**Problem to solve**. Output all entries verbatim.

Dataset entries
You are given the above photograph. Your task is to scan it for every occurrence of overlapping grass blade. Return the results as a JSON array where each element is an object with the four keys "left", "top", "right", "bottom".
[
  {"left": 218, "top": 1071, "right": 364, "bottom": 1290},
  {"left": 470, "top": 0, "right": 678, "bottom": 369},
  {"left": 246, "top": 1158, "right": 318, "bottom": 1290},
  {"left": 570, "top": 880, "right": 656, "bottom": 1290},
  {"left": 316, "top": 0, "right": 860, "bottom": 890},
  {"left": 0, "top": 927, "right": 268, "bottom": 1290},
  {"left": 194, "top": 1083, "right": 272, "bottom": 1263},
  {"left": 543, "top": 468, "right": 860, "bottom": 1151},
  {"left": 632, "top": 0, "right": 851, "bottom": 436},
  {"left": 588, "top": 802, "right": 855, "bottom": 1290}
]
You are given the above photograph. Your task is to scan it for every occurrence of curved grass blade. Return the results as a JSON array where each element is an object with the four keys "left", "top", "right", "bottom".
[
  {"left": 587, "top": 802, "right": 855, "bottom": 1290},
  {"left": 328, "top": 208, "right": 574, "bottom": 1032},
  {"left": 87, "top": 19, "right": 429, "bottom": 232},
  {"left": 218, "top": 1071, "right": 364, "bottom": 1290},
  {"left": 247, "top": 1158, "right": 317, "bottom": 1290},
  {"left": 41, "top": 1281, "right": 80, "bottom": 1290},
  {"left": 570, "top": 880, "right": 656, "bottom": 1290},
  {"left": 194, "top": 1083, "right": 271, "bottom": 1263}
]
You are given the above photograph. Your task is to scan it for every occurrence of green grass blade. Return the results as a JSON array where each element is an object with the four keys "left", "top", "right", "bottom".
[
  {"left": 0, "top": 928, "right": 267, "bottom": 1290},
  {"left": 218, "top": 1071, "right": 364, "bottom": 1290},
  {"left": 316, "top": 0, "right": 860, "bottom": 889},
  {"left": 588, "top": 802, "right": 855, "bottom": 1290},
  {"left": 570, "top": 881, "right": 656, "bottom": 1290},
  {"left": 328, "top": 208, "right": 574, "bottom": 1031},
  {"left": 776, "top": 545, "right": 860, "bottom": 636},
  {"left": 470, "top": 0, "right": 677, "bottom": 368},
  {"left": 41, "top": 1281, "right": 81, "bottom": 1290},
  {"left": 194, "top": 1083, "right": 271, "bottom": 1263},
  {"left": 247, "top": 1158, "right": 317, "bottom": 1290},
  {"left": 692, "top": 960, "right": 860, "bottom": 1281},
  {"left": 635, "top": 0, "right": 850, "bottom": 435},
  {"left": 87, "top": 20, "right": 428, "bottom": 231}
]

**Response to the exercise**.
You are given the above photograph. Your task is to scan it for every occurrence of overlapping grass blade. Return the results as a JSON array where each element is an object with the four keys "left", "top", "right", "bottom".
[
  {"left": 218, "top": 1071, "right": 364, "bottom": 1290},
  {"left": 470, "top": 0, "right": 678, "bottom": 369},
  {"left": 246, "top": 1158, "right": 318, "bottom": 1290},
  {"left": 570, "top": 880, "right": 656, "bottom": 1290},
  {"left": 316, "top": 0, "right": 860, "bottom": 890},
  {"left": 0, "top": 927, "right": 268, "bottom": 1290},
  {"left": 194, "top": 1083, "right": 272, "bottom": 1263},
  {"left": 543, "top": 468, "right": 860, "bottom": 1151},
  {"left": 632, "top": 0, "right": 851, "bottom": 436},
  {"left": 588, "top": 802, "right": 855, "bottom": 1290}
]
You are given the above photograph. Your task is to scan it for every occurrence of curved grass blade. Return the results as a JSON array where each element is an object with the four keys "left", "top", "right", "bottom".
[
  {"left": 587, "top": 802, "right": 855, "bottom": 1290},
  {"left": 328, "top": 208, "right": 574, "bottom": 1032},
  {"left": 87, "top": 19, "right": 429, "bottom": 232},
  {"left": 218, "top": 1071, "right": 364, "bottom": 1290},
  {"left": 247, "top": 1158, "right": 317, "bottom": 1290},
  {"left": 41, "top": 1281, "right": 80, "bottom": 1290},
  {"left": 570, "top": 880, "right": 656, "bottom": 1290},
  {"left": 194, "top": 1083, "right": 271, "bottom": 1263}
]
You are given the above photograph. Your task is to scan it for every occurrence of green grass blade. Return the results as a JSON array where each element is an object with the four keys "left", "top", "right", "bottom".
[
  {"left": 0, "top": 928, "right": 267, "bottom": 1290},
  {"left": 218, "top": 1071, "right": 364, "bottom": 1290},
  {"left": 316, "top": 0, "right": 860, "bottom": 889},
  {"left": 588, "top": 802, "right": 855, "bottom": 1290},
  {"left": 570, "top": 881, "right": 656, "bottom": 1290},
  {"left": 328, "top": 208, "right": 574, "bottom": 1031},
  {"left": 776, "top": 545, "right": 860, "bottom": 636},
  {"left": 470, "top": 0, "right": 677, "bottom": 368},
  {"left": 41, "top": 1281, "right": 81, "bottom": 1290},
  {"left": 194, "top": 1083, "right": 271, "bottom": 1263},
  {"left": 247, "top": 1158, "right": 317, "bottom": 1290},
  {"left": 692, "top": 960, "right": 860, "bottom": 1281},
  {"left": 635, "top": 0, "right": 850, "bottom": 435},
  {"left": 87, "top": 20, "right": 428, "bottom": 231}
]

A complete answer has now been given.